● **Supplied entries**
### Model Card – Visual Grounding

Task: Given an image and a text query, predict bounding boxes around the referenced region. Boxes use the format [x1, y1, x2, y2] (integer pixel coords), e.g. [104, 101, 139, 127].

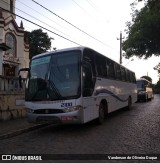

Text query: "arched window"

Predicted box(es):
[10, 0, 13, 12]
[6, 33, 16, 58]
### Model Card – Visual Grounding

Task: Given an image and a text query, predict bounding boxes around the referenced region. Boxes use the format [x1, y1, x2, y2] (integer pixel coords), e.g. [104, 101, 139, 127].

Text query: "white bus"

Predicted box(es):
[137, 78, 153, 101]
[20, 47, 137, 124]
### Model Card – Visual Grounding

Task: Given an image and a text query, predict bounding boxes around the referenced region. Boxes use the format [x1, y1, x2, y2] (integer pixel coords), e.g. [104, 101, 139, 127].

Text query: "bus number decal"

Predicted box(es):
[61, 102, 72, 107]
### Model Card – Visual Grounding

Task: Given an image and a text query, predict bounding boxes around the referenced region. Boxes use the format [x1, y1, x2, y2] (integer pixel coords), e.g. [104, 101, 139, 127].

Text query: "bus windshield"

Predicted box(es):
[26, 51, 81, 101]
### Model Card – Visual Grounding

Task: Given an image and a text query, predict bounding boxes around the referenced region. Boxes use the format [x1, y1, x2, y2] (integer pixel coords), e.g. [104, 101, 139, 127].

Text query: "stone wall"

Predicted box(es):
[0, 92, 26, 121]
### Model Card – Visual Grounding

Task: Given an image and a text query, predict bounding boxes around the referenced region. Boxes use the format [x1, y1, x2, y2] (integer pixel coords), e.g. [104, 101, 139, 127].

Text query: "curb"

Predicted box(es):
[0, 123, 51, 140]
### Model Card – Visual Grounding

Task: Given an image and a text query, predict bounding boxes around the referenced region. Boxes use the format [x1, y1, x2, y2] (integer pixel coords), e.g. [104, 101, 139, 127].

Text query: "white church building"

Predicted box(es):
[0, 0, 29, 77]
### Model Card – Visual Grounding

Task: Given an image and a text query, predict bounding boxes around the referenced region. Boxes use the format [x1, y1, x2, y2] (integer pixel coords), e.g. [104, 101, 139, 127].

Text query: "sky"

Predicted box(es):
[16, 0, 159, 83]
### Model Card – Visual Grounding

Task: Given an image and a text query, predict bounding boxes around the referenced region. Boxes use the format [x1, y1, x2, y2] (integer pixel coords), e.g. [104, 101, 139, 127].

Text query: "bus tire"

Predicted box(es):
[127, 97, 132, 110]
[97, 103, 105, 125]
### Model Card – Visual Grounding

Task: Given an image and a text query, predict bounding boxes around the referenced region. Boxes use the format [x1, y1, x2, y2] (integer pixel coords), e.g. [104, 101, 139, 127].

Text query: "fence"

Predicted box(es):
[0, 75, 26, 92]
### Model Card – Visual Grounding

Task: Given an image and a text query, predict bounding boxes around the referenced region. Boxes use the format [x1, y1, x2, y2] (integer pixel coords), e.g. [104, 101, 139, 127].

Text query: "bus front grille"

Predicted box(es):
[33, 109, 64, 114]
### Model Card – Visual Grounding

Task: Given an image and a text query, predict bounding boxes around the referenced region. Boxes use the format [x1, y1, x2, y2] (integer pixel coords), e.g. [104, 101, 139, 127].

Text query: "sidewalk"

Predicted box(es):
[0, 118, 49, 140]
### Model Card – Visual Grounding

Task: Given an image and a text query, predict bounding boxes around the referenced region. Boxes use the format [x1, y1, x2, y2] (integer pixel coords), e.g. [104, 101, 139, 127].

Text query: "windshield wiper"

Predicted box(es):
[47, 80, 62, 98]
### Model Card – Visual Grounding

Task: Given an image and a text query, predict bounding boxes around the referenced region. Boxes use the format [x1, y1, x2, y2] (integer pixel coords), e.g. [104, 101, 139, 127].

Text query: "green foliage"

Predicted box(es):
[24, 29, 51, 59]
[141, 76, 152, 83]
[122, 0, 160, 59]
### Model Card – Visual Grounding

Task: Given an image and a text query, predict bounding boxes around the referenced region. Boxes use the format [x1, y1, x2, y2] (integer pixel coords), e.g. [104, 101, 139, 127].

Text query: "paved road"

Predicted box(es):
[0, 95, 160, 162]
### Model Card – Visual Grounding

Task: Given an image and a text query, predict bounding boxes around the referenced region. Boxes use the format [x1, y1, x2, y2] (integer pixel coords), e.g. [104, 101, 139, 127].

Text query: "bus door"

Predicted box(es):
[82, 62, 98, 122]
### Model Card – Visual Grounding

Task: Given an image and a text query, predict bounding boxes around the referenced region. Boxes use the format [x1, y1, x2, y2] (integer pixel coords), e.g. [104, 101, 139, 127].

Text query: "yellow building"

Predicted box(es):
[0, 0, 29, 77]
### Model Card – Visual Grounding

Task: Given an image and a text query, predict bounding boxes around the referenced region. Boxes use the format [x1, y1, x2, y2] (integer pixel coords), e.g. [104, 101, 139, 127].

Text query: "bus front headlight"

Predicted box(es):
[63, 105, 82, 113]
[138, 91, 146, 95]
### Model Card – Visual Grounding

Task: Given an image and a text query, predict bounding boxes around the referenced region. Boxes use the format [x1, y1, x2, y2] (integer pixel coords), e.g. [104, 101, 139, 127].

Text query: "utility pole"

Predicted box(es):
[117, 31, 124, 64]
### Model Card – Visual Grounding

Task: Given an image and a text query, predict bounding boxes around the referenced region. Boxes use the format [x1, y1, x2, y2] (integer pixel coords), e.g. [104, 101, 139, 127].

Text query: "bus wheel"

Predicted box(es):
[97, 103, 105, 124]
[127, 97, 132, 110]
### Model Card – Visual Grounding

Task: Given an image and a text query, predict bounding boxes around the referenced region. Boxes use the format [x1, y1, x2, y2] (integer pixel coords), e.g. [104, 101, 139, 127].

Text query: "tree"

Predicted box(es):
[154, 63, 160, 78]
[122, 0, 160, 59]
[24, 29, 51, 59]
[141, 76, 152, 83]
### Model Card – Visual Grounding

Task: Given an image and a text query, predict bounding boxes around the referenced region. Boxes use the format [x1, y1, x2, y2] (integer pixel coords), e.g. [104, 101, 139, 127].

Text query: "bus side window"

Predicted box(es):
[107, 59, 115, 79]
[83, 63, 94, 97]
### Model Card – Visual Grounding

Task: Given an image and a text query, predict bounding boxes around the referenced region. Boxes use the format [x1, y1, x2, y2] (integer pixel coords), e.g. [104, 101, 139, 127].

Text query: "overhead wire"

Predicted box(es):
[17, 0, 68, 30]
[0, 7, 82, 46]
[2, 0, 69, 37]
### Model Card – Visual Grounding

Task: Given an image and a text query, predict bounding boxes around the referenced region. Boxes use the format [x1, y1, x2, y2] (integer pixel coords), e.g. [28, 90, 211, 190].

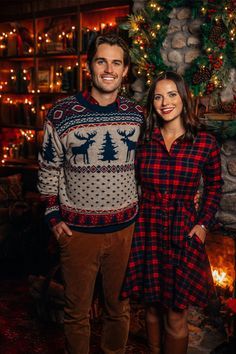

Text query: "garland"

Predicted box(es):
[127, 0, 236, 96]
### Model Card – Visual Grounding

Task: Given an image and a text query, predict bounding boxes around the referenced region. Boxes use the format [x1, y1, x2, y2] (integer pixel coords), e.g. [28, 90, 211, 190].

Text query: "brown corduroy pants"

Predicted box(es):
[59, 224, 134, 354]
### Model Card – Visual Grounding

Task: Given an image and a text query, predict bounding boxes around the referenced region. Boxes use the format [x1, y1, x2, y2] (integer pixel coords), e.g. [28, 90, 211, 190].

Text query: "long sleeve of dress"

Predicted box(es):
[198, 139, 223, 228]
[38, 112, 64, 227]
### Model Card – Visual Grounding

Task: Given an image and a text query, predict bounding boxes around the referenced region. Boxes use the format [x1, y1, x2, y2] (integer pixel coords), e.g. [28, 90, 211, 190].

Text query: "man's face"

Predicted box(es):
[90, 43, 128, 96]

==

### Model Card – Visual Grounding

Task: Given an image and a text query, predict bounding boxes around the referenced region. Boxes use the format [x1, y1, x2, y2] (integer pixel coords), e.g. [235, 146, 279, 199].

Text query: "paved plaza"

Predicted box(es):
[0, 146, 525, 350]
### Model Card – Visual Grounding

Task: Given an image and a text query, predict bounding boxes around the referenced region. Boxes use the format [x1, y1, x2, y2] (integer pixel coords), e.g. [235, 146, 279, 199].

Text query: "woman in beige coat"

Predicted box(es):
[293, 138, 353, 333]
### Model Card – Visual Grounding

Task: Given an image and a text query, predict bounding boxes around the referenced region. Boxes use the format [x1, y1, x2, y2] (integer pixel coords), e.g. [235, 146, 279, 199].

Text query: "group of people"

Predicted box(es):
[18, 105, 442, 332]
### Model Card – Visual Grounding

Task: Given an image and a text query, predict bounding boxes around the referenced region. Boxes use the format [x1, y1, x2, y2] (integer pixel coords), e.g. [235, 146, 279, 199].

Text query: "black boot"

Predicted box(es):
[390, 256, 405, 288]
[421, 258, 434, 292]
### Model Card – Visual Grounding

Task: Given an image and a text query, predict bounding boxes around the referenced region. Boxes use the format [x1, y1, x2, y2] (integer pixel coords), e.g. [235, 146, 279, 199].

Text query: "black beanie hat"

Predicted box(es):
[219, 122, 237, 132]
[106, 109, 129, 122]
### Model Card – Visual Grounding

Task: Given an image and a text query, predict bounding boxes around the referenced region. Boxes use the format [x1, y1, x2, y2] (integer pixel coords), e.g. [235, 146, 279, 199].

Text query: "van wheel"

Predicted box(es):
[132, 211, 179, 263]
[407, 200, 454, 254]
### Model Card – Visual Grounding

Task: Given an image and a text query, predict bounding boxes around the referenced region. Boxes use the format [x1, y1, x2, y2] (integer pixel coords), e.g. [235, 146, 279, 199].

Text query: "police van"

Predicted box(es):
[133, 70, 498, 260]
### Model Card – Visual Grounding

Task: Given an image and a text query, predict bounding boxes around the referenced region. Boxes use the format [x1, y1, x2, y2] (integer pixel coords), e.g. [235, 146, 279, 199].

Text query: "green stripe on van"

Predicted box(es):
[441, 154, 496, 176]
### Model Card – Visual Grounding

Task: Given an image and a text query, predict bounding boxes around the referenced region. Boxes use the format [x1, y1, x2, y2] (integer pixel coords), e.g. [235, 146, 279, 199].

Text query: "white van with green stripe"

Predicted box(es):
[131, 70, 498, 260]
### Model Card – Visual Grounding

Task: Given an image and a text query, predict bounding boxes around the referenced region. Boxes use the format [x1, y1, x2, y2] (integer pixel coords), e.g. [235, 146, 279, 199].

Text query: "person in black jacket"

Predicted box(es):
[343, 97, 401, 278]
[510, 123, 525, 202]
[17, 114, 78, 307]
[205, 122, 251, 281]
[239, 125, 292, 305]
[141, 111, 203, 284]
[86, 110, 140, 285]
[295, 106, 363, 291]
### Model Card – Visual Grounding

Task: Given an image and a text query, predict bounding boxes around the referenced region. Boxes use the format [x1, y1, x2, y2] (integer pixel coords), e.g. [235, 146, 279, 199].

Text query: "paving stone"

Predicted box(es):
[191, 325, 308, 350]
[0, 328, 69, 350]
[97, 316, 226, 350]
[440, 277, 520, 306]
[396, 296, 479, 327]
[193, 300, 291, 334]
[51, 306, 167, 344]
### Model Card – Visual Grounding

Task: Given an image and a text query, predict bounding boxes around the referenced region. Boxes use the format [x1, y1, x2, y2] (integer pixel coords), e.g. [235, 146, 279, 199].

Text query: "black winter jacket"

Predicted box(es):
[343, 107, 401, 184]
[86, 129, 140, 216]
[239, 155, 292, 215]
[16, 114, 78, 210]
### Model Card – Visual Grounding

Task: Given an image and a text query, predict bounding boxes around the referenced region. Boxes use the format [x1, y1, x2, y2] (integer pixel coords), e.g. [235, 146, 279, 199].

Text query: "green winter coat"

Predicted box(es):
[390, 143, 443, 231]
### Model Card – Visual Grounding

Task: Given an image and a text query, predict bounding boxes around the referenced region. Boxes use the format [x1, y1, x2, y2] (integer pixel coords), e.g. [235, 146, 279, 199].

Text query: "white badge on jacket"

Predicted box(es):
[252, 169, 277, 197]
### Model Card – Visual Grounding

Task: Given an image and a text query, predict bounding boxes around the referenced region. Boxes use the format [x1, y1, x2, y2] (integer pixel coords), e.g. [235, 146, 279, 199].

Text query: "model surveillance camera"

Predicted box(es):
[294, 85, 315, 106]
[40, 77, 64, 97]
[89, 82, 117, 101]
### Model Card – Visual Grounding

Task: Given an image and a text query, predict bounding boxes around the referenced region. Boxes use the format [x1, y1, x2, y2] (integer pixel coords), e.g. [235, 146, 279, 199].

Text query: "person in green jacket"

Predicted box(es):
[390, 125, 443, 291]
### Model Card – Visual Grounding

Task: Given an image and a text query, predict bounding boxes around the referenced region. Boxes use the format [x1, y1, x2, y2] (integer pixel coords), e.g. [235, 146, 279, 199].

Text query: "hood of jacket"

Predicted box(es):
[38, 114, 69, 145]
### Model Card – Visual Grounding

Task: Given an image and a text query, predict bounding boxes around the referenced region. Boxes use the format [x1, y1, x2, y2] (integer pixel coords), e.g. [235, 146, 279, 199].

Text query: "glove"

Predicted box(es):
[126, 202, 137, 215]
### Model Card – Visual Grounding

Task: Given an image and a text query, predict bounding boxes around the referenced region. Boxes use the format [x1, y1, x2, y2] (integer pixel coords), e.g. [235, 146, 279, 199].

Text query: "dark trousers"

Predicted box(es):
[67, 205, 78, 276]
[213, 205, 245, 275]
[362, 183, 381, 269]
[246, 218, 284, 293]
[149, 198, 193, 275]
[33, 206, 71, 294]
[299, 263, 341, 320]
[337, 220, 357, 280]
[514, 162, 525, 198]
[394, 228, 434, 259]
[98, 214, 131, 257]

---

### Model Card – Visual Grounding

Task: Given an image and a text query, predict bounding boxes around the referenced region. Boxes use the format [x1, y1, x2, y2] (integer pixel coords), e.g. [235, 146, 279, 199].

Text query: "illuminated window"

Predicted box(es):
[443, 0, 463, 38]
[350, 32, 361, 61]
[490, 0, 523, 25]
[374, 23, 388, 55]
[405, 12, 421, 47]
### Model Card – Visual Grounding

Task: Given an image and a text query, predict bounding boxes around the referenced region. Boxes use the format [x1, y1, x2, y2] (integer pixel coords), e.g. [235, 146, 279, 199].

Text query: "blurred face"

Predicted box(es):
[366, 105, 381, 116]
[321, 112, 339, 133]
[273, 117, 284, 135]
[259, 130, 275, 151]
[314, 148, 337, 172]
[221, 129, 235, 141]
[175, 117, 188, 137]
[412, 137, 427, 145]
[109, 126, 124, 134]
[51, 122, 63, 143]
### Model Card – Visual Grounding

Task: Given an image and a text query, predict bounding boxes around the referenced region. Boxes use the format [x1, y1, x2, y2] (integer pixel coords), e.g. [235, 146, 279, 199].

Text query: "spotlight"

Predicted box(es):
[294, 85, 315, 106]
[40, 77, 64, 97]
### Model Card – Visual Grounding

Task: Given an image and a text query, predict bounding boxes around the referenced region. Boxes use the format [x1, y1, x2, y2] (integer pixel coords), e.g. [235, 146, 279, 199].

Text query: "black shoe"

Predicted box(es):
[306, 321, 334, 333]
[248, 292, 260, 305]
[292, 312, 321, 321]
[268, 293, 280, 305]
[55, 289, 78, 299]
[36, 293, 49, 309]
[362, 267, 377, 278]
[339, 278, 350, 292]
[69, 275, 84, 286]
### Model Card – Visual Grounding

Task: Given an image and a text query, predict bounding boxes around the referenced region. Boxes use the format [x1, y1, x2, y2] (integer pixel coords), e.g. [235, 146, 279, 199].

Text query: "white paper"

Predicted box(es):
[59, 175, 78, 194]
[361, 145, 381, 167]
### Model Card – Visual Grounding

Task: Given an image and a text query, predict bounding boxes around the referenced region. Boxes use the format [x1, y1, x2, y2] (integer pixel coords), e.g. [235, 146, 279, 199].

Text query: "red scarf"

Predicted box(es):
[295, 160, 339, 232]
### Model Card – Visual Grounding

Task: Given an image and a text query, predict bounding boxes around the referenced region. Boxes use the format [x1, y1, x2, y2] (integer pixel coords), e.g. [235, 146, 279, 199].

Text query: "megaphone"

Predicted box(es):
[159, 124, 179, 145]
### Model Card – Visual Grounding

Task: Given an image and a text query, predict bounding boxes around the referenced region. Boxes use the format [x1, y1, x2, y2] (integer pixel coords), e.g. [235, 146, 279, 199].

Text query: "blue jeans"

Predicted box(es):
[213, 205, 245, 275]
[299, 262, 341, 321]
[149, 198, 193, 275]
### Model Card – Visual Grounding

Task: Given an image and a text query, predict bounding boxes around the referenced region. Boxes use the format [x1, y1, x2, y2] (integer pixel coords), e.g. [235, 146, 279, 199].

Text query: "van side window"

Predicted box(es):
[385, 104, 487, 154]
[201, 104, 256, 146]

● **Goal**
Locate every line in the material above that contains the string "building", and copy each such line. Matching is case-sensitive.

● **Solution to this problem**
Text query: "white church building"
Text query: "yellow building"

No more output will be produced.